Which lines run from the one containing "Can you spot the sandal?" through the end of the material? Reproduce them exactly.
━━━━━━━━━━━━━━━━
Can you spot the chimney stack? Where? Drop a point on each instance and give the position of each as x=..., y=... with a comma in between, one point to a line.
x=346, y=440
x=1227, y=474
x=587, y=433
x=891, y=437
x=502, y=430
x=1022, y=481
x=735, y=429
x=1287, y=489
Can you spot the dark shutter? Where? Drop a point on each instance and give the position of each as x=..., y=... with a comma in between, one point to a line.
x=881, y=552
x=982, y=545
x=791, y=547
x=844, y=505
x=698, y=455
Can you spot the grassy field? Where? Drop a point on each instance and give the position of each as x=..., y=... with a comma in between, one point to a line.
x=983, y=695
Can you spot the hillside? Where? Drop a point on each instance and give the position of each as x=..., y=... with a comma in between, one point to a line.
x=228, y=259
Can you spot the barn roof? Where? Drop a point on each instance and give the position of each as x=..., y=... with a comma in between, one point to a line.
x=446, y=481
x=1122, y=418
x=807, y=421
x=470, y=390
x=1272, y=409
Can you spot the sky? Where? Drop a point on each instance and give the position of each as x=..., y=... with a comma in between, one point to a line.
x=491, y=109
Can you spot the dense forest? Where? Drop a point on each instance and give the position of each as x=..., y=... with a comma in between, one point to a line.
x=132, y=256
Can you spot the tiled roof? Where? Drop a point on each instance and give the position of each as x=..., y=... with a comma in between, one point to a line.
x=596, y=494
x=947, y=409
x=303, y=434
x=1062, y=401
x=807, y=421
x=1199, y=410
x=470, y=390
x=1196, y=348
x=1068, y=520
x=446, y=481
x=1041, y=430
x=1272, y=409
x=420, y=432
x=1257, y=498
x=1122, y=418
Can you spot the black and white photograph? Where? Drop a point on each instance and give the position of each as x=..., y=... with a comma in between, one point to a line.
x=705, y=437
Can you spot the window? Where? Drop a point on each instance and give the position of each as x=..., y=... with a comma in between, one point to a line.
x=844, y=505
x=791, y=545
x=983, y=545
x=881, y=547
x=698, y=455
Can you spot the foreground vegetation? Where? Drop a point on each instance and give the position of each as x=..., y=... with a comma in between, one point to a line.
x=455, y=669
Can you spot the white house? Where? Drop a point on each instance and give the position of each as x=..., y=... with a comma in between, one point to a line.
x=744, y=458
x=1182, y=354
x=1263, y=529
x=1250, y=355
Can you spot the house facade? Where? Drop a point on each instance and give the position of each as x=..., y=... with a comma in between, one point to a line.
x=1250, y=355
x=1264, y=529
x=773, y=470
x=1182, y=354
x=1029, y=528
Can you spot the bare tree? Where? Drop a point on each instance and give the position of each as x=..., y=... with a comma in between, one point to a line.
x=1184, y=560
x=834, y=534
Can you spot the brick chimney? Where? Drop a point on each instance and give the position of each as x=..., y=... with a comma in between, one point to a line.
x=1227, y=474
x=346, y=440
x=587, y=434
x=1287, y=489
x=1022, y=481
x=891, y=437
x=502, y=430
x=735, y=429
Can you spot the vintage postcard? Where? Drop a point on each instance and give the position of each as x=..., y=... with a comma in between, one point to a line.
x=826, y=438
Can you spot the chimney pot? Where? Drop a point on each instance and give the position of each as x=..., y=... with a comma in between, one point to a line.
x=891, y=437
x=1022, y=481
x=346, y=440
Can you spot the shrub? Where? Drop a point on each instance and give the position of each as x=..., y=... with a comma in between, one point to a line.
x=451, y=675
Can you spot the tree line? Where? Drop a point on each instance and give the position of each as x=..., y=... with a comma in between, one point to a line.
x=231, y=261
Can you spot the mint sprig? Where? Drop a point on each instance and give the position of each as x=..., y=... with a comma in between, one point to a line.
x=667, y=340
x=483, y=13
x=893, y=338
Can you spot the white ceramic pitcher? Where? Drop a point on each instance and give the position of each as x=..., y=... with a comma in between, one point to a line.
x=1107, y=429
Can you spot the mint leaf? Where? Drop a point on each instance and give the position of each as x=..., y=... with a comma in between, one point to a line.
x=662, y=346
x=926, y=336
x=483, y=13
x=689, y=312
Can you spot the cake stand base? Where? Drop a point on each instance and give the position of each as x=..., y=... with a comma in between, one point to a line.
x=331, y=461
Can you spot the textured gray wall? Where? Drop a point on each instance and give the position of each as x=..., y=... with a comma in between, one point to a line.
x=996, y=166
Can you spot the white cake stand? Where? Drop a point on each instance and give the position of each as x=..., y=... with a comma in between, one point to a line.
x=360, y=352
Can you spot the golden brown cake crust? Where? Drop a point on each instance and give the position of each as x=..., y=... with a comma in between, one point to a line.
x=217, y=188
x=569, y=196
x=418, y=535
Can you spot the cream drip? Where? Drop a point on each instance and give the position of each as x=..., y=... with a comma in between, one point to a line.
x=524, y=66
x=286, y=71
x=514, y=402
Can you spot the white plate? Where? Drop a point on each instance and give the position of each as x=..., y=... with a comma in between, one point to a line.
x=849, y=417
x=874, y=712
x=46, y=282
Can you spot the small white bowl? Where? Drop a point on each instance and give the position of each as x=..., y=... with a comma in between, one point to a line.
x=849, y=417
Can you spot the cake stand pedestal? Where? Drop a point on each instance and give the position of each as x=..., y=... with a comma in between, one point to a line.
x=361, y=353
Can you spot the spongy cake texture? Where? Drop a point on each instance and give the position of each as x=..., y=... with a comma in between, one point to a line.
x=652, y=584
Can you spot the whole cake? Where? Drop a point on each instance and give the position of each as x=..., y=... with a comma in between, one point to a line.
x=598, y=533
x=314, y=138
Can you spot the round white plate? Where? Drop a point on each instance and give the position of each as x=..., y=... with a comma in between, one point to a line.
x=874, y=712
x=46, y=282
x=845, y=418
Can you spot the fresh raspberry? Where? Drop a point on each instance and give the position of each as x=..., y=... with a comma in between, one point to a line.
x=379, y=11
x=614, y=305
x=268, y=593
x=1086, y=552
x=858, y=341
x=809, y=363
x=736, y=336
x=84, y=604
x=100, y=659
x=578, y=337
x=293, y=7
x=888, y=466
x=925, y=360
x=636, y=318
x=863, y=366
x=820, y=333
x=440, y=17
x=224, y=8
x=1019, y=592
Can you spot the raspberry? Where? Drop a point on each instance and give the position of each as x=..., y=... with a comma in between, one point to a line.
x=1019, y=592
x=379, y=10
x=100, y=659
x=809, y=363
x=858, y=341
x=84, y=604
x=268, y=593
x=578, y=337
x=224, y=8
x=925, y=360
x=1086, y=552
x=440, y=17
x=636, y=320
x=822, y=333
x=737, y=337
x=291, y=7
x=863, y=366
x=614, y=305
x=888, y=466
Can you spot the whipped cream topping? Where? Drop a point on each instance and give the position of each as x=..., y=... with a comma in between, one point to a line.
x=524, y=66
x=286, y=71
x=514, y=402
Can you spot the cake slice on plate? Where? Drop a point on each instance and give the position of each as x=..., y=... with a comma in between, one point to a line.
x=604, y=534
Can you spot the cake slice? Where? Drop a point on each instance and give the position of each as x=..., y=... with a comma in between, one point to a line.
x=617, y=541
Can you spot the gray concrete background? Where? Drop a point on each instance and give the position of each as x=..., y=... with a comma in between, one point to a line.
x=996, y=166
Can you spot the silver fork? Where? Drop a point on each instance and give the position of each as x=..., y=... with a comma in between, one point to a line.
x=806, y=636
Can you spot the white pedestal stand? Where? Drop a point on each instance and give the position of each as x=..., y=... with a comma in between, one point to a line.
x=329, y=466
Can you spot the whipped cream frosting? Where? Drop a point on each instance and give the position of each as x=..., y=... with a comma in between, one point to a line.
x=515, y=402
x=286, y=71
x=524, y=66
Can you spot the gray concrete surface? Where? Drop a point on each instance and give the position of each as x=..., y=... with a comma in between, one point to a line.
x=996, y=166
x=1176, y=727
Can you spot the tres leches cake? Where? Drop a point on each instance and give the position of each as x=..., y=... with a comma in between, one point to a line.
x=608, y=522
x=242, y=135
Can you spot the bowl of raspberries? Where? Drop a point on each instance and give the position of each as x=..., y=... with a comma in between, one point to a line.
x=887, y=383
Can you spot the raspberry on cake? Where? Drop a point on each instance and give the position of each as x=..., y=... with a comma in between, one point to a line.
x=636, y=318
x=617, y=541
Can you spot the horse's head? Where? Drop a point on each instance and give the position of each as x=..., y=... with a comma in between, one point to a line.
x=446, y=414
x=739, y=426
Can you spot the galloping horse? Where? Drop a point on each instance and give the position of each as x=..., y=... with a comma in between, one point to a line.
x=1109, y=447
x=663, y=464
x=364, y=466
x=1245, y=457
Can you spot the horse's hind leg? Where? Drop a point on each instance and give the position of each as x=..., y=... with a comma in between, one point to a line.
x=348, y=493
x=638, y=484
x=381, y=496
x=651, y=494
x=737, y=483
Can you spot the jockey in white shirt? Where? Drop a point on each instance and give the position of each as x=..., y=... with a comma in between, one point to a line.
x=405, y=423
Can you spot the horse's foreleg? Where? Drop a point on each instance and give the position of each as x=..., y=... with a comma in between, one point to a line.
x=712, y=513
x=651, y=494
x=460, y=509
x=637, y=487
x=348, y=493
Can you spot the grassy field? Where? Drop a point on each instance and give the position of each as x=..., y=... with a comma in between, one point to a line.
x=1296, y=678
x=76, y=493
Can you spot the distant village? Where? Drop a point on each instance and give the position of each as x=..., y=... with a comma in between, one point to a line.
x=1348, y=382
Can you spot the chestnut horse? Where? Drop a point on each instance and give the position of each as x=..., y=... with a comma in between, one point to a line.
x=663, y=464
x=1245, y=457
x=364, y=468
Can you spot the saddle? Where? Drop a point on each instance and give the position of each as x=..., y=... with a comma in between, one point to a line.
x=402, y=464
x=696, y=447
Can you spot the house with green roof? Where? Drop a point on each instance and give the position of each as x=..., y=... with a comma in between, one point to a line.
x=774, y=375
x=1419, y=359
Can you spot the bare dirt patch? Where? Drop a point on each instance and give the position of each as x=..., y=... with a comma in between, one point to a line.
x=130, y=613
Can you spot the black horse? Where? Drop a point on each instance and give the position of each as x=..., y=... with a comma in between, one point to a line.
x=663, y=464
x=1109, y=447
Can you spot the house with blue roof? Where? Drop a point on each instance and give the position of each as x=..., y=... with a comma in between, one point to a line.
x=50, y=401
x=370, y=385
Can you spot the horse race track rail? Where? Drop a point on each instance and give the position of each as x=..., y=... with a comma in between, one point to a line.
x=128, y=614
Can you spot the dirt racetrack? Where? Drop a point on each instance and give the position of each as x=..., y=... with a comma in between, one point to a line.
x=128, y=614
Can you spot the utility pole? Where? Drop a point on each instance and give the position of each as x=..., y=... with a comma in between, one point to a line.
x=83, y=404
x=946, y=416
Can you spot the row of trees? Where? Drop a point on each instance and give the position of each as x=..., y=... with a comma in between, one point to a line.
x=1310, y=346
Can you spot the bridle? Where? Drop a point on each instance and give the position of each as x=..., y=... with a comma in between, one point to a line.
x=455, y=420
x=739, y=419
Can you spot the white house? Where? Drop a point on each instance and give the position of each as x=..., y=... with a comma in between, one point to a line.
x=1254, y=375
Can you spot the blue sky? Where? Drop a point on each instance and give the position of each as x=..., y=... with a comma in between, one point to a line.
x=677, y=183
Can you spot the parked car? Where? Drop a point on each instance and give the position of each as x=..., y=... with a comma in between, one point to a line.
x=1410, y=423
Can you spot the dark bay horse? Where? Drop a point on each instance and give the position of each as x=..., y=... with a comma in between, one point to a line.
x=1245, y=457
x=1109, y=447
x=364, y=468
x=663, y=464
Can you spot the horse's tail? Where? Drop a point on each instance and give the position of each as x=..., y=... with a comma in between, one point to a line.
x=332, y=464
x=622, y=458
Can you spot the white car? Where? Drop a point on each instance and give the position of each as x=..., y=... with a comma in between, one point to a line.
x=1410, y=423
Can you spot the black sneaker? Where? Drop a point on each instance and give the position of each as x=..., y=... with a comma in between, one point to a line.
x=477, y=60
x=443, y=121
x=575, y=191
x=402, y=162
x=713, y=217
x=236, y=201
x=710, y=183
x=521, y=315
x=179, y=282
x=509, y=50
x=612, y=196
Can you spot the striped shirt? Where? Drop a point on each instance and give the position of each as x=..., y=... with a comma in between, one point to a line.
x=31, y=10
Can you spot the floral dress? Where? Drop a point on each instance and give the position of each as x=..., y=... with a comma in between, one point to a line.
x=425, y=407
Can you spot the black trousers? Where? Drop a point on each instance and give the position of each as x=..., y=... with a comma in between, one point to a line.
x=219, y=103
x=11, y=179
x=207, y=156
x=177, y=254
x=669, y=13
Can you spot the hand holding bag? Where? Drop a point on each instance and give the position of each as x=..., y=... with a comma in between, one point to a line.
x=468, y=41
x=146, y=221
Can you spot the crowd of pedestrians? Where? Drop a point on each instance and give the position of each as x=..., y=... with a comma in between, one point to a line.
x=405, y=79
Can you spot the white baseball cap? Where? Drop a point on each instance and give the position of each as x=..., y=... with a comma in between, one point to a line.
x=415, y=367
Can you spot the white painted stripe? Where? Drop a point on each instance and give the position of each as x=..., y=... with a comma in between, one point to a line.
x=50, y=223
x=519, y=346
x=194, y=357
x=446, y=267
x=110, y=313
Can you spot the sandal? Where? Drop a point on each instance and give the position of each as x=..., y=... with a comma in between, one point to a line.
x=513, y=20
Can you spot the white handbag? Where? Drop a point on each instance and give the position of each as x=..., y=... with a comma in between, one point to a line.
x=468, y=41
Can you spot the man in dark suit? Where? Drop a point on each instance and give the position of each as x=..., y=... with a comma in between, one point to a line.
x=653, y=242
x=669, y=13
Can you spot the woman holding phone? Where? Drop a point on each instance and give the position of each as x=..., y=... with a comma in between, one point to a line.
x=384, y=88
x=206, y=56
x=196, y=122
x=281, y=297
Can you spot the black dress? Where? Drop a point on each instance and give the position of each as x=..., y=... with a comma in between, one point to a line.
━━━━━━━━━━━━━━━━
§ **FINISHED EXERCISE**:
Can you spot the sandal? Where? Drop a point on each instance and give the position of each as x=..., y=... with a comma in between, one point to a line.
x=513, y=20
Can you spot the white handbag? Where? Drop a point on each instance and give the position of each as x=..., y=... with a comma in between, one point to a line.
x=468, y=41
Can you spot the man in dark suit? Where? Drop a point on each instance and give the position of each as x=..., y=... with a comma in between, one point to a line.
x=653, y=242
x=669, y=13
Can you spot the woman holding phone? Where? Drop a point on each instance and give the position of each as x=..., y=... with a comma in between, one point to a line.
x=384, y=88
x=206, y=56
x=196, y=122
x=281, y=297
Can you spot the black dress? Where? Drop a point on each instance and give the position of each as x=..., y=... with a comma in between, one point to a line.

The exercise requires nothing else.